--- Start SOURCE EXTRACT ---

Translation Word/Char Count Prediction (Part 3a)
Languages AFR, BEM, CHN, FAS
Purpose
There is a relationship between the number of words (and the number of characters) in the source language and the target language. If this relationship can be established and captured in yet another model, such a model can be helpful in at least two ways:
- For training: Validate the alignment of two sentences (in a training example) by comparing their word size and/or character size
- For inference: Validate the word size and/or character size of a translated/proofread sentence
In this notebook we will make good on our proposed value proposition to discover a model for each language and to evaluate its use in the above roles.
Dataset and Variables
The dataset used in this notebook contains the following features:
- m_descriptor: Unique identifier of a document
- t_lan_E: Language of the translation (English is also considered a translation)

--- End SOURCE EXTRACT ---
--- Start PROVIDED RECORDS ---

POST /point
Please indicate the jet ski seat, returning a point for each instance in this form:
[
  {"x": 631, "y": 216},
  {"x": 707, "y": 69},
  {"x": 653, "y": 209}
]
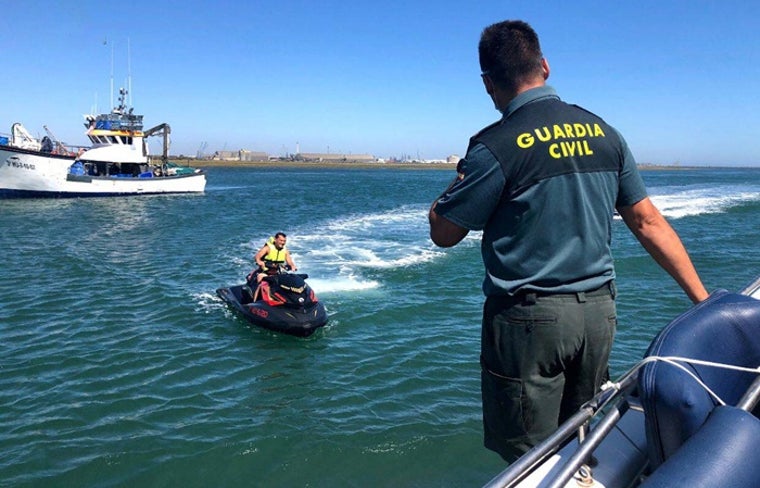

--- End PROVIDED RECORDS ---

## WHAT THIS EXERCISE ASKS:
**a.** Answer these questions about the translation word count notebook, one answer per line, marked the same way:
(i) Which languages does the notebook name under its title?
(ii) What does the feature m_descriptor hold?
(iii) In the inference role, what would the model validate?
**b.** Format every line of the listing as a JSON list of strings, one string per line, leaving out blank lines and the picture.

## SOLUTIONS TO THE PROBLEMS:
**a.**
(i) AFR, BEM, CHN, and FAS.
(ii) A unique identifier of a document.
(iii) The word size and/or character size of a translated or proofread sentence.

**b.**
[
  "POST /point",
  "Please indicate the jet ski seat, returning a point for each instance in this form:",
  "[",
  "  {\"x\": 631, \"y\": 216},",
  "  {\"x\": 707, \"y\": 69},",
  "  {\"x\": 653, \"y\": 209}",
  "]"
]